=== Exercise set ===
[1] In the compiler article, what are words called during the lexical analysis process?
[2] From the compiler article, extract the passage from "Compilers are wonderful, if" up to and including "but I digress.".

Blog Series Tags

How Compilers Work - Lexical Analysis

Compilers are wonderful, if somewhat under appreciated programs. Like the foundations of great buildings, they form the latticework on which modern computing is built. Unfortunately, they have been a bit neglected of late. Writing code tends to be more about innovating and creating exciting new businesses than the actual pleasure of knowing how things work, how to break them and how to fix them again. The modern day queen of compilers, Grace Hopper[1] , started life by taking clocks apart and trying to put them back together.

There is a joy that comes from the act of creation that somehow gets lost in the details of building business models, but I digress.

The process of taking human understandable text and converting it into a form that a machine can understand and execute efficiently is not as complex as you would expect. Granted, there are a lot of details and some of those details are fairly, eh, detailed themselves, but the general process isn’t hard to understand or implement. Take for example the following play language (which I henseforth name cunning).

func add
{
    int a, b, sum;
    a = 1;
    b = 2;

    sum = a + b;
}

The above language is made with people in mind. It’s meant to be easy to remember, easy to reason out in and easy to interpret. However from the point of view of a machine, it’s just a random stream of bytes that have no special meaning. Imbuing the machine with a sense of meaning is the primary task of a compiler. The first step in this process is lexical analysis.

Lexical Analysis

Lexical Analysis is the process of grouping characters in the programming language together to form higher order units. Units that we would call “words” in our everyday language. During the lexical analysis process, those words are called tokens. Take a look at the code again.

func add
{
    int a, b, sum;
    a = 1;
    b = 2;

    sum = a + b;
}

We can see words like func, add, int. We can also see single character words like a, =, +. These while all tokens are fundamentally different from each other.

func is a word that means the next bit of code belongs to one function.

add, a, b and sum are all names of things, be it functions or variables.

=== Entries shown ===
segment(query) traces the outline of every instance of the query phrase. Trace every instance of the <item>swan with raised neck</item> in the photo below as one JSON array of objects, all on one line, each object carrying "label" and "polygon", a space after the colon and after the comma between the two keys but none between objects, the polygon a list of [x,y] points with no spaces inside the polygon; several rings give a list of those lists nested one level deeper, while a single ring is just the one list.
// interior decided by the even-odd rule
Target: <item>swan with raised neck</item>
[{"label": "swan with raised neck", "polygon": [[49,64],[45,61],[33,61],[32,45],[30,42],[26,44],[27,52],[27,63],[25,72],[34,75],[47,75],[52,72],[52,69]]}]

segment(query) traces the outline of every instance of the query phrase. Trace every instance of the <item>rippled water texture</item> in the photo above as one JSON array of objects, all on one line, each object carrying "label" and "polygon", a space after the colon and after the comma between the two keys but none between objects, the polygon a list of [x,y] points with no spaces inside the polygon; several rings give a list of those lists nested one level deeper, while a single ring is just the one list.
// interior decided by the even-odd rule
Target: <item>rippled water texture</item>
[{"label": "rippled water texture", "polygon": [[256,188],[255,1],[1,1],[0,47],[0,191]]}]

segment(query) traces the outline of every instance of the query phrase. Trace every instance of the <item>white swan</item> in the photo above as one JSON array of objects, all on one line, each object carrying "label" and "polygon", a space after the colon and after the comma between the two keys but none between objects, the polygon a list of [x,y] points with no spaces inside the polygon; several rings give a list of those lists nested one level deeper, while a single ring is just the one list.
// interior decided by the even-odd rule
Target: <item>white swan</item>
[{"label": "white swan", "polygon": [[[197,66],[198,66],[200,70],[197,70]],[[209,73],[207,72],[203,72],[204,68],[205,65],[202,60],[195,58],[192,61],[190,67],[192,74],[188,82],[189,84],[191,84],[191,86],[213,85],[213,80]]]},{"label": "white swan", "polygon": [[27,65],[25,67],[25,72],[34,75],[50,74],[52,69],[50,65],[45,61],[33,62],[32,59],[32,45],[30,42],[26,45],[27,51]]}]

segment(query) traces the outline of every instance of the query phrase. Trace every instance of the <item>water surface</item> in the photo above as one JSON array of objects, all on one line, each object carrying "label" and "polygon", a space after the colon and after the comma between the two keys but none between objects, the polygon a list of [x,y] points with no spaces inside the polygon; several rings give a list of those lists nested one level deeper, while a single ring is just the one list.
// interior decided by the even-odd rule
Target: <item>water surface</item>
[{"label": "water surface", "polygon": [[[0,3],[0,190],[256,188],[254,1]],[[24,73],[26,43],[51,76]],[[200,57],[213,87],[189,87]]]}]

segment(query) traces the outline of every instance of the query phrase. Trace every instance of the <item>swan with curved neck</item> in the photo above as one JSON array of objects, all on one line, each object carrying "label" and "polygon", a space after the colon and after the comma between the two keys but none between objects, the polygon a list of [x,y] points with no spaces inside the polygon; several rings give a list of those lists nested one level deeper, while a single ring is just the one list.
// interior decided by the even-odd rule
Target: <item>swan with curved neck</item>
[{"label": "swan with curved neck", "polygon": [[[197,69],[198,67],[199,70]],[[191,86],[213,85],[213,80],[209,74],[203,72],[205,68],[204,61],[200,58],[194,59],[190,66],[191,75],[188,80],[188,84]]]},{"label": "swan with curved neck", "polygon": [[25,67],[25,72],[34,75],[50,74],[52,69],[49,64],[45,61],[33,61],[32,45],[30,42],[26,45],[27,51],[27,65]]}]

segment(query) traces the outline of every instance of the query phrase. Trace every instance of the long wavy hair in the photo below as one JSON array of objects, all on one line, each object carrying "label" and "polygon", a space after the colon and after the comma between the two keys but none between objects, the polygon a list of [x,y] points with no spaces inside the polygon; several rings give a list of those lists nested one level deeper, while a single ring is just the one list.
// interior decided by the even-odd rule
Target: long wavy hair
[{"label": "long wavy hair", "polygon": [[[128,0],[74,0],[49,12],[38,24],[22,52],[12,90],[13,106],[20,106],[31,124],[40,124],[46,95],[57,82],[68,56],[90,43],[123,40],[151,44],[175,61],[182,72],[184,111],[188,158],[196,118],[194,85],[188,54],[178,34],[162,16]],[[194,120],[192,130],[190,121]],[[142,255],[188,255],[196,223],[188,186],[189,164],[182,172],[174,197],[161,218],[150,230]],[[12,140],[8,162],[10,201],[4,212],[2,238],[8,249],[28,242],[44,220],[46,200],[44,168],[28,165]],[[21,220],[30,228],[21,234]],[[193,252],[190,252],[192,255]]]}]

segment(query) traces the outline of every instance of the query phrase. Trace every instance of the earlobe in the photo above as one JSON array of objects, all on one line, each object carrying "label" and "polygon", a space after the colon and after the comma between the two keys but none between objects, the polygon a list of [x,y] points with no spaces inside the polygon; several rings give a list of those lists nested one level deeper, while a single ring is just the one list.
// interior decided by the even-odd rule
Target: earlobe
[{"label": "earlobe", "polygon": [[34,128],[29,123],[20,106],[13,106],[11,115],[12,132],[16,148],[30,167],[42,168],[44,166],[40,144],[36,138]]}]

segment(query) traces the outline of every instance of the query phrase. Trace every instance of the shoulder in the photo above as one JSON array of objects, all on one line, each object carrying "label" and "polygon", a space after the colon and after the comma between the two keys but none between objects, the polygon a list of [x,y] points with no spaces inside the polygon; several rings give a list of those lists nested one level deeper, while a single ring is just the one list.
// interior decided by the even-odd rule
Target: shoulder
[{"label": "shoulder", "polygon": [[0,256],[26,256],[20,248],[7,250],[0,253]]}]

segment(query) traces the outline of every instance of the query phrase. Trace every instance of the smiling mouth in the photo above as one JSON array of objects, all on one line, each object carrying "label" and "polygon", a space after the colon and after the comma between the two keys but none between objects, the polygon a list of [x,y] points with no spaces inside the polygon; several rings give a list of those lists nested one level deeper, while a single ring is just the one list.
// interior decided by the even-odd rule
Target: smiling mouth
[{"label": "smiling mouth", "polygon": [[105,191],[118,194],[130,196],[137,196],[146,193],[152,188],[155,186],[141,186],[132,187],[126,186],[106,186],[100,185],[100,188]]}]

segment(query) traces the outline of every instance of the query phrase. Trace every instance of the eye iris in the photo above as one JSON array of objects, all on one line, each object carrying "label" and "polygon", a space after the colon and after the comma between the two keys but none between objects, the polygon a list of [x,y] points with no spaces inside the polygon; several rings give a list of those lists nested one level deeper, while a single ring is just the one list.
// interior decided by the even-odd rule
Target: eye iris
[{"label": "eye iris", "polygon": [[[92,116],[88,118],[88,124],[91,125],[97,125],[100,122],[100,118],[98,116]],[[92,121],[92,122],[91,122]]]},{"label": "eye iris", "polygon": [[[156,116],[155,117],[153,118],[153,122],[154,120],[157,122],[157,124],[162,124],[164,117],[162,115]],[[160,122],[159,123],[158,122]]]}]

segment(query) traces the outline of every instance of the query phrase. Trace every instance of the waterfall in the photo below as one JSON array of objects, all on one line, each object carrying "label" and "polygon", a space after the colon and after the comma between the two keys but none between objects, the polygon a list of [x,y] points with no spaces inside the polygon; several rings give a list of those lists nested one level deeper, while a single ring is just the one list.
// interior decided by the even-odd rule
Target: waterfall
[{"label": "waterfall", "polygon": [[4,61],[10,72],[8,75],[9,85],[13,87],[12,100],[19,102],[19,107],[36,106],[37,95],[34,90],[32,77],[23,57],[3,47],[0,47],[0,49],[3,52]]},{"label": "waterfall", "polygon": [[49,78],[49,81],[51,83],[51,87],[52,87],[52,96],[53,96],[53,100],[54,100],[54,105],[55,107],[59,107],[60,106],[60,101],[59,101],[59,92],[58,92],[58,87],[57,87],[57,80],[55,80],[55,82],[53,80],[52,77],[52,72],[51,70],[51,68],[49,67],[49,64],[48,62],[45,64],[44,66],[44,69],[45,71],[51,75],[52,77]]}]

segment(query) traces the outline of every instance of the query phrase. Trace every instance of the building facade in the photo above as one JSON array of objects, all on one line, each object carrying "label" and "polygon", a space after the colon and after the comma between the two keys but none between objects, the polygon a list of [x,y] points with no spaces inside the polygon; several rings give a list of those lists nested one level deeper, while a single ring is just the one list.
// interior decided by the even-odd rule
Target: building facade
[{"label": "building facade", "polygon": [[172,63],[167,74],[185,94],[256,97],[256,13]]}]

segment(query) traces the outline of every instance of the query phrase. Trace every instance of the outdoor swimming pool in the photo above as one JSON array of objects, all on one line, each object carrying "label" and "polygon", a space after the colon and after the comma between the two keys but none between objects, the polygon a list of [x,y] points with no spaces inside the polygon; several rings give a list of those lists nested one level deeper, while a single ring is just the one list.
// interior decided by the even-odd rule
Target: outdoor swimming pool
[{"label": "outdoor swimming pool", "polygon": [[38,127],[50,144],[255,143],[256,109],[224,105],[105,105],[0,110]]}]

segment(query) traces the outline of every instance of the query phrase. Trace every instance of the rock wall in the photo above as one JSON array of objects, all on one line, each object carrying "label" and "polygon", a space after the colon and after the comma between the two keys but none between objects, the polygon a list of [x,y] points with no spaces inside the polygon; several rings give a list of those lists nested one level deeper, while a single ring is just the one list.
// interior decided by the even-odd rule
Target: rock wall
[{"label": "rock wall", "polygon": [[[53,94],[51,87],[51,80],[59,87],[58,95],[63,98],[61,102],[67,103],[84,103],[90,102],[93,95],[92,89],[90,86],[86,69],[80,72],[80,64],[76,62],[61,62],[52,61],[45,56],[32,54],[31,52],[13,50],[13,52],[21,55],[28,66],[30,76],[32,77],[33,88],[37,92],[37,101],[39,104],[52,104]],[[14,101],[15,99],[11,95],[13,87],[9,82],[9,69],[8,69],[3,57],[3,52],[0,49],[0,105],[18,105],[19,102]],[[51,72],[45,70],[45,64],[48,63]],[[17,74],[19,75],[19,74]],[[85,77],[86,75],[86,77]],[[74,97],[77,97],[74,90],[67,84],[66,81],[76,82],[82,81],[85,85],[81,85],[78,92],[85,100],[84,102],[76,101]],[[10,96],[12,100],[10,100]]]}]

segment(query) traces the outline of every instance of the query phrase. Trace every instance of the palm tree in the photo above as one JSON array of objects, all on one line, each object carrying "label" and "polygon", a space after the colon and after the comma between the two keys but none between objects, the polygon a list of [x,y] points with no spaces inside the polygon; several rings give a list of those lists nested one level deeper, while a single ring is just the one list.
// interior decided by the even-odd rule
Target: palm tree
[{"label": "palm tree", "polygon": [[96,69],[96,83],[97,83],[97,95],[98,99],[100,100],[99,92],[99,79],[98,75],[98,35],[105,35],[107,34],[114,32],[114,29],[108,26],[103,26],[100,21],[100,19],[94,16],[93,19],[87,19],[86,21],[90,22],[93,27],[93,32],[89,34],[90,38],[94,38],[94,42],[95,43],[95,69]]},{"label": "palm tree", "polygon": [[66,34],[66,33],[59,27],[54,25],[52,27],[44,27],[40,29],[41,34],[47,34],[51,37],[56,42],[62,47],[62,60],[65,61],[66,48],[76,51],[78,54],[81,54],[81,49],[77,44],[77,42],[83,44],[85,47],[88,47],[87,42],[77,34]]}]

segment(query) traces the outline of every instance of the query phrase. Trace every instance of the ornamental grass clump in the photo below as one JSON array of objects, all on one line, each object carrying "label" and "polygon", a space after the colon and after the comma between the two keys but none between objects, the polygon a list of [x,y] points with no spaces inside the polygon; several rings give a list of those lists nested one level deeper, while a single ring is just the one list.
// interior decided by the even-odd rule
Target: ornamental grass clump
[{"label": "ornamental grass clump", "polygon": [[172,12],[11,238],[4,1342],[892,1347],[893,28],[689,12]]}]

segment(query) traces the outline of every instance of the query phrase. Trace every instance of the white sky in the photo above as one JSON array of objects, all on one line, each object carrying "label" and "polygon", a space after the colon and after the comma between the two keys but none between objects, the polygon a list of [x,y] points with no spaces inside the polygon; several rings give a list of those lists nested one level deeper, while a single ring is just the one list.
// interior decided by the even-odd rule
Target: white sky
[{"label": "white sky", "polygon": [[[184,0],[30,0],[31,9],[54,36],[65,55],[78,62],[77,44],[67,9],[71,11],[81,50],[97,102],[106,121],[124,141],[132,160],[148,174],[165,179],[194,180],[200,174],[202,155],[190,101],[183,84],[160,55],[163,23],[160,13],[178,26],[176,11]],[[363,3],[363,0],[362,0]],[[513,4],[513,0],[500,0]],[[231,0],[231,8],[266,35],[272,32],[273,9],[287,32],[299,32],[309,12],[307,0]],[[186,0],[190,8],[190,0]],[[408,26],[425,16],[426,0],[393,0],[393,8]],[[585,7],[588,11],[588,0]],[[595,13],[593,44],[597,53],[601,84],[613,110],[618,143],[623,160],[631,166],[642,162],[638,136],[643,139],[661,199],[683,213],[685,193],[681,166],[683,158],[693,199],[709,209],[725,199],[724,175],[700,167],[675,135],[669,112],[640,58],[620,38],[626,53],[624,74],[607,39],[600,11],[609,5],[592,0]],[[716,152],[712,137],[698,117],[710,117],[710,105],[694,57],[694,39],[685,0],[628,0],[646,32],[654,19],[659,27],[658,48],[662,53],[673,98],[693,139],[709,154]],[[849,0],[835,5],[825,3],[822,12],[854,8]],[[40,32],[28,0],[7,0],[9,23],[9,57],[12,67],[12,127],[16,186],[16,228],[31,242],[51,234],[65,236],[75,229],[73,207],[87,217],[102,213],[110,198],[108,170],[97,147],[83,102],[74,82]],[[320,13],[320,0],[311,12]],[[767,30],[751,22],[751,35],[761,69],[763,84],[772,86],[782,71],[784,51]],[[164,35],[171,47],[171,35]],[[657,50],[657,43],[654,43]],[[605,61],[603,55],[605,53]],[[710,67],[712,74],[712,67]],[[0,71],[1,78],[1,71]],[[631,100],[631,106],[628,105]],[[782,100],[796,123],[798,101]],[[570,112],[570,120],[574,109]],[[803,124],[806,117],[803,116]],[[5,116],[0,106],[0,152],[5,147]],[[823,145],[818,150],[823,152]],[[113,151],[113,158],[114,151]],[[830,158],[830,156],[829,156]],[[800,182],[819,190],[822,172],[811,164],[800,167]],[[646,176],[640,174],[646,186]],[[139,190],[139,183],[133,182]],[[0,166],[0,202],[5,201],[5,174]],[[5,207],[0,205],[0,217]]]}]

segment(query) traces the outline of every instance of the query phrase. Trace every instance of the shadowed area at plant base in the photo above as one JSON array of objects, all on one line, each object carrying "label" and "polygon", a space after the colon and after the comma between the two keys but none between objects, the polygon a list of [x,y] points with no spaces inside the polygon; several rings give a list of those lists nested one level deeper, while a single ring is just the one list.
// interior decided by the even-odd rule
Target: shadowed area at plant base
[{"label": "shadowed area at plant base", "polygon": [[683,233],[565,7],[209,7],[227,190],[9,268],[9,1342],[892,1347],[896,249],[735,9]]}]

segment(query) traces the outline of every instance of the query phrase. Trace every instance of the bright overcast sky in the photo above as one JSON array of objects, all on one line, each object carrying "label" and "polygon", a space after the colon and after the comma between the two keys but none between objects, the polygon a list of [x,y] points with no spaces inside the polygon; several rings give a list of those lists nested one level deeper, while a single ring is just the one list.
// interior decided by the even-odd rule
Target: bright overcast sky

=== Task solutions ===
[1] Tokens.

[2]
Compilers are wonderful, if somewhat under appreciated programs. Like the foundations of great buildings, they form the latticework on which modern computing is built. Unfortunately, they have been a bit neglected of late. Writing code tends to be more about innovating and creating exciting new businesses than the actual pleasure of knowing how things work, how to break them and how to fix them again. The modern day queen of compilers, Grace Hopper[1] , started life by taking clocks apart and trying to put them back together.

There is a joy that comes from the act of creation that somehow gets lost in the details of building business models, but I digress.